WHAT YOU NEED TO DO
Lay out the listing from its first line through the line containing "[[36,178],[52,178],[53,174],[50,168],[29,168],[30,174]]" as a numbered list, omitting any blank lines.

INPUT ROWS
---------------

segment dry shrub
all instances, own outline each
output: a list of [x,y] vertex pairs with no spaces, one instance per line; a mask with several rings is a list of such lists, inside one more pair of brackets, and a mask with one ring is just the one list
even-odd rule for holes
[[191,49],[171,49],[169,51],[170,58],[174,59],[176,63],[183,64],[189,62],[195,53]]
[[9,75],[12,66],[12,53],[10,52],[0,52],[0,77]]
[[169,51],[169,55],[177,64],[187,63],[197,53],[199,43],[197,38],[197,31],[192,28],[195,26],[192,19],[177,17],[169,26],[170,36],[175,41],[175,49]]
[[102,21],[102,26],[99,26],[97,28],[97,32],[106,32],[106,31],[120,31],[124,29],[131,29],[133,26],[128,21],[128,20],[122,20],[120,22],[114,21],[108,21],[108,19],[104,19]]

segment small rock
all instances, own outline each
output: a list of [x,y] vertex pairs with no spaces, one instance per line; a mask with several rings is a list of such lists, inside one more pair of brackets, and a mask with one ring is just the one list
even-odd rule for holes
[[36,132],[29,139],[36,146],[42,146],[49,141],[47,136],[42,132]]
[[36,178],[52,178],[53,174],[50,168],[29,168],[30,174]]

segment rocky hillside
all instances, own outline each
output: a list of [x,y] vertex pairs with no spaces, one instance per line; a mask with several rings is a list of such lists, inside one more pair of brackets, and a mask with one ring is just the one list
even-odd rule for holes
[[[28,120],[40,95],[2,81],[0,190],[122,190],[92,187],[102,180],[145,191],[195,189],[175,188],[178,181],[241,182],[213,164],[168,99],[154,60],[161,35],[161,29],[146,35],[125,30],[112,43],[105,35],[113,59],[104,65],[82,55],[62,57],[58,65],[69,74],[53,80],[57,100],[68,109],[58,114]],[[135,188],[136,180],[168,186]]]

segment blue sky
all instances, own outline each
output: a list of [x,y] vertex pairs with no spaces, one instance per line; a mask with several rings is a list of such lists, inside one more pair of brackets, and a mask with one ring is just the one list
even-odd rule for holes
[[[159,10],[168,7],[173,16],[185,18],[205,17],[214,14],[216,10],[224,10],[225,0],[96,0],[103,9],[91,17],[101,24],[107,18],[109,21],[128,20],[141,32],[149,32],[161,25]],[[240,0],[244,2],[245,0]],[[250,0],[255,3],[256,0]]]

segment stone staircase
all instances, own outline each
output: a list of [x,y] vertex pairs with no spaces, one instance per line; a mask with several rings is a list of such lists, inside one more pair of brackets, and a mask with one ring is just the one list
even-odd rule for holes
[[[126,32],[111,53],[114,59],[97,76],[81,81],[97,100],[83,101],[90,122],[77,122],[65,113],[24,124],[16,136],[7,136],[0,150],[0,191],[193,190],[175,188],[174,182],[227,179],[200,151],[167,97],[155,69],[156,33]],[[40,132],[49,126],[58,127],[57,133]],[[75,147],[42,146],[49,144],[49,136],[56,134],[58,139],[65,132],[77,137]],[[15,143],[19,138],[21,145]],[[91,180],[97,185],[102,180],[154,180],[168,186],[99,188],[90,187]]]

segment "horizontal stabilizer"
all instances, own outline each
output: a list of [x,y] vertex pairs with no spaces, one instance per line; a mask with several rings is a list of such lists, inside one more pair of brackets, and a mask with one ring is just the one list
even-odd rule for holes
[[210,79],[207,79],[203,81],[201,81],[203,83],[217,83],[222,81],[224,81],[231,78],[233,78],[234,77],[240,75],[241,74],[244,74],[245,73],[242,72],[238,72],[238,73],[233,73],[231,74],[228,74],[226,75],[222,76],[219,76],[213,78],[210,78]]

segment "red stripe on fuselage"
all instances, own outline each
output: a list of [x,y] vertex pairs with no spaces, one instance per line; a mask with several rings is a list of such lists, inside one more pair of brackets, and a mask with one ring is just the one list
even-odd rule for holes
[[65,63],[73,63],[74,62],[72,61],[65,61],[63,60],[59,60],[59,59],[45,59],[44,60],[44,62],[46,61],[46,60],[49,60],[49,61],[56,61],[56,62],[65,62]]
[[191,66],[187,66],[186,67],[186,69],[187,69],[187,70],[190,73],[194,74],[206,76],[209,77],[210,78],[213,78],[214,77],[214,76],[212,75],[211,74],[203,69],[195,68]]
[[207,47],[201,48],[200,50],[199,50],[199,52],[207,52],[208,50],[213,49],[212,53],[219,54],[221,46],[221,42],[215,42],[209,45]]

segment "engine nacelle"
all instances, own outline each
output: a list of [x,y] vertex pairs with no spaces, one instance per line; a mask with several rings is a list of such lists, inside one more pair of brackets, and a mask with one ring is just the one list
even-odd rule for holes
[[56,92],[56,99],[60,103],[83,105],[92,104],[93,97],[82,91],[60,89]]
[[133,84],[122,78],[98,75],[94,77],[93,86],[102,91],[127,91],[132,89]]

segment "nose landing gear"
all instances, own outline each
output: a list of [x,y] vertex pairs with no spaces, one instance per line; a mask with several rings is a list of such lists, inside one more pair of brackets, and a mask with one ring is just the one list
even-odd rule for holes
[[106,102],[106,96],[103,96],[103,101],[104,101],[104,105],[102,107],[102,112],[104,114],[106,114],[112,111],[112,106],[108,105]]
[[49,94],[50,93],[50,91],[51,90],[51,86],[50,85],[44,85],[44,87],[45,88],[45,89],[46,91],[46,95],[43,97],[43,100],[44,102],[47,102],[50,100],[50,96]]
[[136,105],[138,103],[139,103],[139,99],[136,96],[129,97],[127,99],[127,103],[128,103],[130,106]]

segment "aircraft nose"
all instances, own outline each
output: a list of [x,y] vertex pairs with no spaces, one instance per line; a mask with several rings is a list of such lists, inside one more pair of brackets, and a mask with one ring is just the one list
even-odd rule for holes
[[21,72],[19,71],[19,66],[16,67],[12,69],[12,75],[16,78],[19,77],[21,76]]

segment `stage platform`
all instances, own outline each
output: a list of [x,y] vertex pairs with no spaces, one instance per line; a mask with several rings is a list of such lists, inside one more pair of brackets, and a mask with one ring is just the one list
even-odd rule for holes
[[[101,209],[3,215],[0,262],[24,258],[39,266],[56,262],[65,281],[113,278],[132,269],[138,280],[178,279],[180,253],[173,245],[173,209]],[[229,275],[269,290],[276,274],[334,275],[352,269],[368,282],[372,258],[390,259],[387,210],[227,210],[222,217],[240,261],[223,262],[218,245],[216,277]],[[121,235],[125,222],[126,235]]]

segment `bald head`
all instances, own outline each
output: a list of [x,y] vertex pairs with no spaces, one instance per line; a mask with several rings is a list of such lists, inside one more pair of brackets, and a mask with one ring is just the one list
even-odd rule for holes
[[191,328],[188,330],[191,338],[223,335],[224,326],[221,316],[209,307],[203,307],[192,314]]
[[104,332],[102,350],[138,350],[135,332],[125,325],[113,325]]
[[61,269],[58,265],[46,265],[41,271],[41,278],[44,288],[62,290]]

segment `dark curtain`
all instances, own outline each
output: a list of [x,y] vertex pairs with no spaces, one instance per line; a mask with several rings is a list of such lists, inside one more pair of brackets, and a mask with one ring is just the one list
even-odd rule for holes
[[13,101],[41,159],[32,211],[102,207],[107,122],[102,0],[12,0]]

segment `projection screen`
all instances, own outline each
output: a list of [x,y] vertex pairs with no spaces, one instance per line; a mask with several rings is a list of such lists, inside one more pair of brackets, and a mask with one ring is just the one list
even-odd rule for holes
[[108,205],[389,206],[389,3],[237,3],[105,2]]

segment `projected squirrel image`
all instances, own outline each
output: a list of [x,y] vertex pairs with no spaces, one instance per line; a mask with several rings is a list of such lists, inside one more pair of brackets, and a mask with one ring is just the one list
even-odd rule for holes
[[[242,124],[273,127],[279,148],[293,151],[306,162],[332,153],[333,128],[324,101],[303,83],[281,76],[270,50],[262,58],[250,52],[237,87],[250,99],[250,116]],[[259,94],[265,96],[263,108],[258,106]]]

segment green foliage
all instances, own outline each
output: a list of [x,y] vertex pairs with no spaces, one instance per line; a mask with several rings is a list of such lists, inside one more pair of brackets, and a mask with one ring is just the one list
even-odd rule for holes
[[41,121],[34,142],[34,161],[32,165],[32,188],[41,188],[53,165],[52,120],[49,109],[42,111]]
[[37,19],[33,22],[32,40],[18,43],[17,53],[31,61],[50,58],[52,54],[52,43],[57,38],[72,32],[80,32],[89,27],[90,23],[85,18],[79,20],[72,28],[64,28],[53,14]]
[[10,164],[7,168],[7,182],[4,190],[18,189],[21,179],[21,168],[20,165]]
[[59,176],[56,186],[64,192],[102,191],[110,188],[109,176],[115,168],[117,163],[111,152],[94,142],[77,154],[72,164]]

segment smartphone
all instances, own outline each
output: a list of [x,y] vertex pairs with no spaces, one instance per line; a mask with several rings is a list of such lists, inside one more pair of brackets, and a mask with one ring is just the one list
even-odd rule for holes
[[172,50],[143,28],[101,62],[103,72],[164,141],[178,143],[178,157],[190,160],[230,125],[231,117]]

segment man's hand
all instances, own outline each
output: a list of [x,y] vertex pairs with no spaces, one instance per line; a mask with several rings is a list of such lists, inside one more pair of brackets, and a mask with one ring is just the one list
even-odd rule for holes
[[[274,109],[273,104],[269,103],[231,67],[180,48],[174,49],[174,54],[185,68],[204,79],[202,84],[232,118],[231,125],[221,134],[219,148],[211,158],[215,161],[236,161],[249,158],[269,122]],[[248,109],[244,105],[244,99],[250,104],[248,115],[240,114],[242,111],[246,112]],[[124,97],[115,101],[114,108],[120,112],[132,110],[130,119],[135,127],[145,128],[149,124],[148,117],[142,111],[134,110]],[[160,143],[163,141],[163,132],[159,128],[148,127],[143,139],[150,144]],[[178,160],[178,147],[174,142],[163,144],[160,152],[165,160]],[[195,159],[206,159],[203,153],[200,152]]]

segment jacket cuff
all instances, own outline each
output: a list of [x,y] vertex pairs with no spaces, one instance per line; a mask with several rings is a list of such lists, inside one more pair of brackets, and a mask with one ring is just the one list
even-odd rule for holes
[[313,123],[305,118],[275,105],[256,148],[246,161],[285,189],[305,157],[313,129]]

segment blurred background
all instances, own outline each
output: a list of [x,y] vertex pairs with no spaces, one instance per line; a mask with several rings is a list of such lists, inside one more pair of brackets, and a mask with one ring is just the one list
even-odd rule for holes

---------------

RESPONSE FOR THIS EXERCISE
1. segment dry shrub
2. all instances, own outline each
3. output: a list of [x,y] vertex pairs with no spaces, one instance per line; a mask with several rings is a list of such lists, inside one more pair of brackets, and a mask with one ring is just the one list
4. even-odd rule for holes
5. [[191,49],[171,49],[169,51],[170,58],[174,59],[176,63],[183,64],[189,62],[195,53]]
6. [[9,75],[12,66],[12,53],[10,52],[0,52],[0,77]]
7. [[169,51],[169,55],[177,64],[187,63],[197,53],[199,43],[197,38],[197,31],[192,28],[195,26],[192,19],[177,17],[169,26],[170,36],[175,41],[175,49]]
8. [[102,21],[102,26],[99,26],[97,28],[97,32],[106,32],[106,31],[120,31],[124,29],[131,29],[133,26],[128,21],[128,20],[122,20],[120,22],[114,21],[108,21],[108,19],[104,19]]
9. segment small rock
10. all instances, own outline each
11. output: a list of [x,y] vertex pairs with no spaces, one instance per line; a mask with several rings is a list of such lists, inside one more pair of brackets, and a mask with one ring is just the one list
12. even-odd rule for holes
13. [[36,132],[29,139],[36,146],[42,146],[49,141],[47,136],[42,132]]
14. [[36,178],[52,178],[53,174],[50,168],[29,168],[30,174]]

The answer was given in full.